### Requirement A
In the blog post on poets below, set down everything from "It was clear" down to "one I thought.".
### Requirement B
According to the blog post on poets below, what was the husband's early assumption about art really based on, and why did the writer not see this at the time? Answer in one to three sentences.

### Excerpt provided
Thursday, December 25, 2008

How Important Are Poets Afterall

My husband doesn't think so but all the same, he has trended over the twenty-seven years I have known him towards supporting what I am called to do. It wasn't always so and in fact, he woke me up to a startling conclusion about art in general very early on. He dismissed the idea that I was somehow special or knew special things that set me apart and literally, above, others.
It was clear and simple to him and now that I understand him, I have to agree. I didn't agree then and it put a wedge between us for many years. My kidnapper was an artist and a pretty good one albeit, a lazy one. Therefore, my husband's assumption about it, made when he was merely a boy (who originated from peasants in another country, the fellahin) wasn't based on his knowledge about art or artists, but it was a type of jealousy that I didn't understand then. My self esteem was so low that it never even occurred to me that someone might be jealous on my behalf. I was the jealous one I thought.

He was jealous of a ghost that simply wouldn't go live in his netherworld. He was jealous of a crime and a sin that masqueraded as a love affair. Most of all, he knew he had hold of a person who was beautiful and naive, wise beyond all possibility and flukishly so and he knew our marriage was completely out of his ordinary. Not mine of course because I was trending towards being a gypsy anyway. My particular wisdom always was a wisdom. It was bred of the communication of my mother's way of thinking, the Catholic church and my chubby, impoverished childhood. I understood people. I loved people and animals and had a tremendous ability to tolerate defficiency of means and looks, and very little ability to tolerate arrogance and cruelty. I was always the consummate underdog. Still am. Perhaps the reader will at once recognize what I recognized much later on in the story and that is, I was born a Shia. I just didn't know it but luckily, I recognized it just in time. Just in time to hope to make some sense of it to the world which is still in a drowsy and disillusioned state. Still ignorant of the inherent laws of the Creator and how that matters whether one knows it or not or agrees to it.

What would Alice do?

She would have left the situation because it seems to me that whatever Alice doesn't agree with, she leaves aside or behind. I don't know her perhaps, not well enough to say that, but the way she communicates her core beliefs leads me to believe that she would be smarter than to let some dumb guy hold her back. It is a feminist rationale in my opinion. Free the whales, global warming and the inherent laws of feminism that make it essential that a poet have a gender from which to speak.

What does that mean? I'll tell you.

### Material shown
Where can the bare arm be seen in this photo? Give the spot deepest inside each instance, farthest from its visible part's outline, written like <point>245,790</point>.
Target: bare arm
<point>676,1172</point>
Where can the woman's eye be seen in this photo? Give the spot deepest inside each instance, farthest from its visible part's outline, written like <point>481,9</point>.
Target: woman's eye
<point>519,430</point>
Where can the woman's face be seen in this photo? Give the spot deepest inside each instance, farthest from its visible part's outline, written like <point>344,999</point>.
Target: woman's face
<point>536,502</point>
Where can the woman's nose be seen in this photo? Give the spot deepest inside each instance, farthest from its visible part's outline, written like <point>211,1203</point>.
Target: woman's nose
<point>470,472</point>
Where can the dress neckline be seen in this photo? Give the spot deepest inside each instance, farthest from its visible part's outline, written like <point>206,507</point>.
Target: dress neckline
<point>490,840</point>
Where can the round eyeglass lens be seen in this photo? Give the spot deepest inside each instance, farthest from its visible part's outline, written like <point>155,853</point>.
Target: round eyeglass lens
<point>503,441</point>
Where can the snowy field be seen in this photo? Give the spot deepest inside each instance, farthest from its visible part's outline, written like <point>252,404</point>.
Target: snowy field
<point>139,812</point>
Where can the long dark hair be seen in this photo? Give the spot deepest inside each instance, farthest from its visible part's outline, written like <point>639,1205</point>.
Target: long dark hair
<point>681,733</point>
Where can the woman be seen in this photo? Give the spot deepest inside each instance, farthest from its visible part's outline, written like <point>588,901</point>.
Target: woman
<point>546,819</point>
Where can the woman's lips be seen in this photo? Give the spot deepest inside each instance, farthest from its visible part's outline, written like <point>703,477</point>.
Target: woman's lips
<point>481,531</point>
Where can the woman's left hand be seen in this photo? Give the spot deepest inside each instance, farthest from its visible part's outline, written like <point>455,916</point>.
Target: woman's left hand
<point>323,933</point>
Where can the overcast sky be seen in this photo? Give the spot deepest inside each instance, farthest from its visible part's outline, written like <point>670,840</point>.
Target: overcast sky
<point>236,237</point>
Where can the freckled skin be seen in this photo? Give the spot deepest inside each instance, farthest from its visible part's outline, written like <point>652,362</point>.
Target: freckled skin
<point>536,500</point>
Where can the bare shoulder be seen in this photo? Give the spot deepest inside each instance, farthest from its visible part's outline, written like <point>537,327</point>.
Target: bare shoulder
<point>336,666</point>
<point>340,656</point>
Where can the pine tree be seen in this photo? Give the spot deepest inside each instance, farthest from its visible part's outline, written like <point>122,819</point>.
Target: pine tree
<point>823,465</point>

### Answer box A
It was clear and simple to him and now that I understand him, I have to agree. I didn't agree then and it put a wedge between us for many years. My kidnapper was an artist and a pretty good one albeit, a lazy one. Therefore, my husband's assumption about it, made when he was merely a boy (who originated from peasants in another country, the fellahin) wasn't based on his knowledge about art or artists, but it was a type of jealousy that I didn't understand then. My self esteem was so low that it never even occurred to me that someone might be jealous on my behalf. I was the jealous one I thought.

### Answer box B
The husband's assumption came from a kind of jealousy, not from any knowledge of art or artists. The writer missed this because the writer's self-esteem was so low that it never occurred to the writer that someone might be jealous on the writer's behalf.